═══ INPUT RECORDS

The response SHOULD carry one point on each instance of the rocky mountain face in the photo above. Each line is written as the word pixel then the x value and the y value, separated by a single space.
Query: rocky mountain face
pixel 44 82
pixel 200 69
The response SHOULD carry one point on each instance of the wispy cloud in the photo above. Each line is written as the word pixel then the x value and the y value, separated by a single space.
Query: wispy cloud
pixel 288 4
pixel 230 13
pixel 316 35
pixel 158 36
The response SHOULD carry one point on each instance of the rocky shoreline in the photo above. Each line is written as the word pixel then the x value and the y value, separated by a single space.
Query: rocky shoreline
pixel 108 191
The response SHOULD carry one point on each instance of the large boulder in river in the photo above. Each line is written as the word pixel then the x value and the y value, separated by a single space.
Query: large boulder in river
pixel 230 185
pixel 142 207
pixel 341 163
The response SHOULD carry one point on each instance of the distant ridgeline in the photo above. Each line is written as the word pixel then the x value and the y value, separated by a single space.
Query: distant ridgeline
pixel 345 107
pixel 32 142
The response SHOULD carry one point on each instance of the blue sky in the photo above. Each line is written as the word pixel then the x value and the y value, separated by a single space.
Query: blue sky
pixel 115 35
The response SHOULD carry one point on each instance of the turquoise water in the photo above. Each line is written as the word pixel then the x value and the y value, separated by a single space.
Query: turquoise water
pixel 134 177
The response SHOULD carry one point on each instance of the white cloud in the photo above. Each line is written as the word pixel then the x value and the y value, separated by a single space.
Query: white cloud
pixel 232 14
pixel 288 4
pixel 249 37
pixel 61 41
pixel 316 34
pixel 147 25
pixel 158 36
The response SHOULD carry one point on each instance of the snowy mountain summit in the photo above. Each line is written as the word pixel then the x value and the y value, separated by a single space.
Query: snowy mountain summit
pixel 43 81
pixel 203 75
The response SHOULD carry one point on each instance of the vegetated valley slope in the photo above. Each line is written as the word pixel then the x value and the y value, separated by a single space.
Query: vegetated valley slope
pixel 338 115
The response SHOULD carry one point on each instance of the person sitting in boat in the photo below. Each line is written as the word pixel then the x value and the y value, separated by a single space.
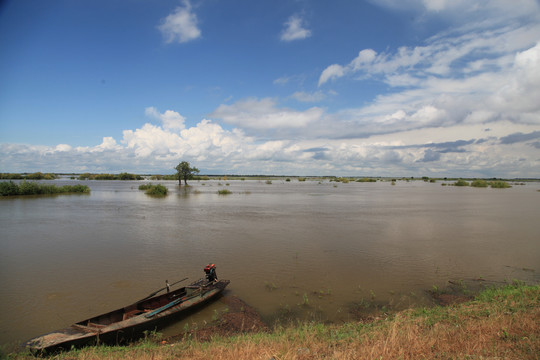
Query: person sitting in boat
pixel 210 271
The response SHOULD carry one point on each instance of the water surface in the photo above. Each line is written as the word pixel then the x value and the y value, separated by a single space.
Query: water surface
pixel 65 258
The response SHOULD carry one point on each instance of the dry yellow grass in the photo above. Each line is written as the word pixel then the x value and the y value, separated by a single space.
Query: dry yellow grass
pixel 500 324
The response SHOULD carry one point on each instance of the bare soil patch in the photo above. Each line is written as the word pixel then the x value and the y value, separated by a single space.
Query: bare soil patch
pixel 240 318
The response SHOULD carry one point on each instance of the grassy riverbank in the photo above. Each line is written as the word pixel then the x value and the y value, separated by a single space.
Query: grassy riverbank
pixel 33 188
pixel 498 323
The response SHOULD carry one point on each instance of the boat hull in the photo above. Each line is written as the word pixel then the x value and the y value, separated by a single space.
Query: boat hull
pixel 136 319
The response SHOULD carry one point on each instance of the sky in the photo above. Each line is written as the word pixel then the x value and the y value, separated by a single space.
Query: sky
pixel 439 88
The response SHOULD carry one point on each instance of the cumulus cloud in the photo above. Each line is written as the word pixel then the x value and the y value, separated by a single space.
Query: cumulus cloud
pixel 181 25
pixel 294 29
pixel 263 114
pixel 463 103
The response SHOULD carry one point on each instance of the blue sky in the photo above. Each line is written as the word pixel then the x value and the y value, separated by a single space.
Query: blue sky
pixel 365 88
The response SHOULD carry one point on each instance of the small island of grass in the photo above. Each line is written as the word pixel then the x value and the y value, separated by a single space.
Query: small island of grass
pixel 10 188
pixel 154 190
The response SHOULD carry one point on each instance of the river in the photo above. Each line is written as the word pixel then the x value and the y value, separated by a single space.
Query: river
pixel 308 250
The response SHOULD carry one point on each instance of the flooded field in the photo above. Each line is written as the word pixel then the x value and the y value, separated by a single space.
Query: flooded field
pixel 293 250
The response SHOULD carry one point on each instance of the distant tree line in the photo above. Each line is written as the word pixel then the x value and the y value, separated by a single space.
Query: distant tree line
pixel 32 176
pixel 121 176
pixel 9 188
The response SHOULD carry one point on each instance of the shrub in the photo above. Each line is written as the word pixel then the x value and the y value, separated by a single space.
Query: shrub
pixel 33 188
pixel 461 182
pixel 154 190
pixel 479 183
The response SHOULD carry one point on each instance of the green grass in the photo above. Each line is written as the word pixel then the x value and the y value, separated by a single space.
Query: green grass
pixel 479 183
pixel 500 323
pixel 461 182
pixel 10 188
pixel 154 190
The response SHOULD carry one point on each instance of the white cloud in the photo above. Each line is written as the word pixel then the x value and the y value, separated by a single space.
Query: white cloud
pixel 294 29
pixel 264 115
pixel 170 119
pixel 181 25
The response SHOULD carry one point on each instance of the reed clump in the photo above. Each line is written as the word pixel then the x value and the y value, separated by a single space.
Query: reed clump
pixel 498 323
pixel 154 190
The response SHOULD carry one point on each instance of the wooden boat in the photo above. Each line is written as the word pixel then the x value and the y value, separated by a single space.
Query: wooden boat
pixel 129 322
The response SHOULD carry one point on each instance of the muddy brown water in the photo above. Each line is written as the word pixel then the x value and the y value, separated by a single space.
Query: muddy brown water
pixel 295 250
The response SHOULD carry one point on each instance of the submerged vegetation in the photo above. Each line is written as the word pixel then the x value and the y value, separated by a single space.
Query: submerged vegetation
pixel 121 176
pixel 9 188
pixel 498 323
pixel 154 190
pixel 33 176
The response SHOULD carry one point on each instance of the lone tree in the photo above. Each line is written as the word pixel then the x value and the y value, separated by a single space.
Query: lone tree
pixel 185 172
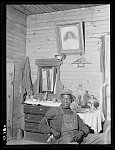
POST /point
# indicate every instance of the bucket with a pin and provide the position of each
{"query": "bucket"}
(20, 133)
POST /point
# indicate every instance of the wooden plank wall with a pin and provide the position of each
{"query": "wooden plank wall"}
(16, 51)
(41, 43)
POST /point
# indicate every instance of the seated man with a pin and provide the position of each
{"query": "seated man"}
(64, 125)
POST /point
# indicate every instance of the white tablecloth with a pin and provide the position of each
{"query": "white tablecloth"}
(93, 119)
(43, 103)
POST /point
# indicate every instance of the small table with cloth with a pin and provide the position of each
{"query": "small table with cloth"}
(93, 119)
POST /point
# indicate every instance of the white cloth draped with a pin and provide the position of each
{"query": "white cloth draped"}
(93, 119)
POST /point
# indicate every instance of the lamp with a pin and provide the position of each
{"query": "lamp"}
(60, 57)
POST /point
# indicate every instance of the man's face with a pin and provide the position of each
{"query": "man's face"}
(66, 100)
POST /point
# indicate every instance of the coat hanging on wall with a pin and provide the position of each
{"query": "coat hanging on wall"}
(26, 82)
(81, 62)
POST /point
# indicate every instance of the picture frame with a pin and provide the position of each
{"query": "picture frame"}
(70, 38)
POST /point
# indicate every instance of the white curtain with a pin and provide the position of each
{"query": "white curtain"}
(105, 88)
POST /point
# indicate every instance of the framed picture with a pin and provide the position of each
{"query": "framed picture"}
(70, 38)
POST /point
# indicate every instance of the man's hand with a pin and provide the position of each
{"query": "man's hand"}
(78, 136)
(55, 133)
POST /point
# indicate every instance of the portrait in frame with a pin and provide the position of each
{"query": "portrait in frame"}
(70, 38)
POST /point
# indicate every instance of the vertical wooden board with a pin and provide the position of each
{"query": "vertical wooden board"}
(10, 78)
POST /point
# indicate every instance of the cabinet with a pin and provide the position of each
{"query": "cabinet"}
(33, 115)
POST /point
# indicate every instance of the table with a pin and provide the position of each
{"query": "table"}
(93, 119)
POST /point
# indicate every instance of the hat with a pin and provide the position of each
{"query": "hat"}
(68, 92)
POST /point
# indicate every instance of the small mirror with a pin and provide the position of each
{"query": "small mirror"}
(47, 81)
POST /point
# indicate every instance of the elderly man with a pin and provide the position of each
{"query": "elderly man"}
(63, 124)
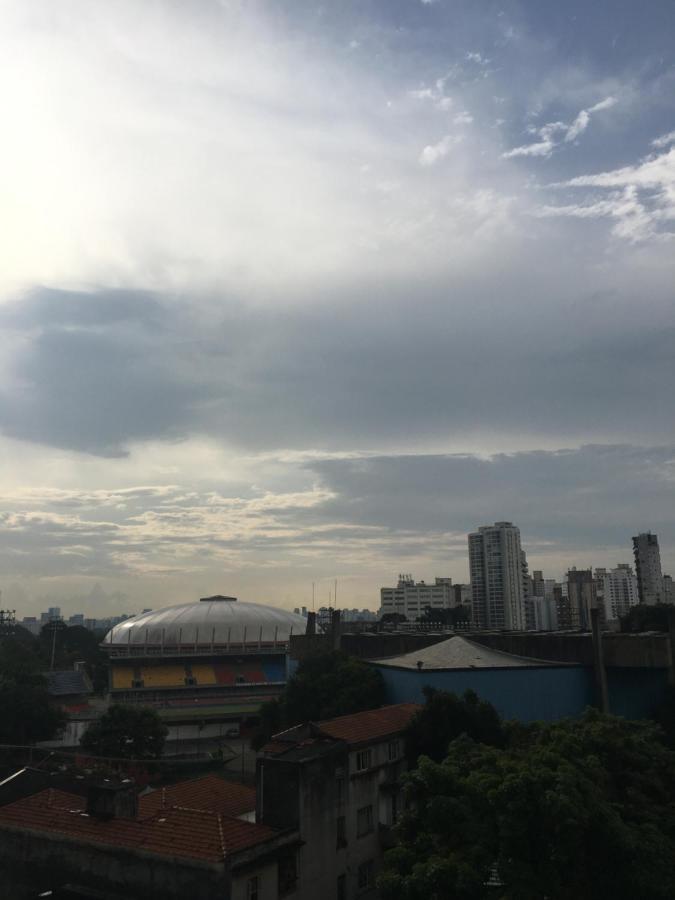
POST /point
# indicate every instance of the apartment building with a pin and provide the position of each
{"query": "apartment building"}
(498, 577)
(648, 568)
(411, 598)
(336, 784)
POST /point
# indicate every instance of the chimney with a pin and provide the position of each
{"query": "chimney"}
(335, 628)
(112, 800)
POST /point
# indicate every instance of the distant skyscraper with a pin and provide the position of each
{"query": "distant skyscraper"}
(618, 590)
(497, 568)
(582, 597)
(411, 598)
(648, 568)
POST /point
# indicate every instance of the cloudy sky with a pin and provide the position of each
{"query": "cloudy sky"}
(296, 291)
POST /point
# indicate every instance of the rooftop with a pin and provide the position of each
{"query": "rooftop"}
(371, 725)
(198, 830)
(208, 793)
(68, 683)
(459, 653)
(316, 738)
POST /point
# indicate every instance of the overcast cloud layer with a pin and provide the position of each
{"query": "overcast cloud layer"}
(299, 292)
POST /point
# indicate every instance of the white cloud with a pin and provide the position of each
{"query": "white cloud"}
(554, 133)
(664, 141)
(463, 118)
(433, 152)
(642, 197)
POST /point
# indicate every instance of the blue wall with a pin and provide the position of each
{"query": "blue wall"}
(635, 693)
(524, 694)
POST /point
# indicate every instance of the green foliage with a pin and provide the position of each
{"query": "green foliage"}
(446, 716)
(646, 618)
(27, 714)
(126, 732)
(665, 717)
(72, 643)
(577, 809)
(324, 686)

══════

WHAT THE TASK ASKS:
Would you output, from the records above, exactly the run of lines that starts at the line containing "# indicate every instance of the wooden" and ends at the line containing "# indicate every instance of the small table", and only that run?

TASK ANSWER:
# indicate every instance of the wooden plank wall with a pin and provide the position of each
{"query": "wooden plank wall"}
(16, 51)
(41, 43)
POST /point
# indicate every instance of the seated man with a pin and provide the position of each
{"query": "seated man"}
(64, 125)
POST /point
# indicate every instance of the white tablecloth with a pin and provide the position of each
{"query": "white tablecloth"}
(93, 119)
(43, 103)
POST /point
# indicate every instance of the small table with cloth with a pin and provide the position of each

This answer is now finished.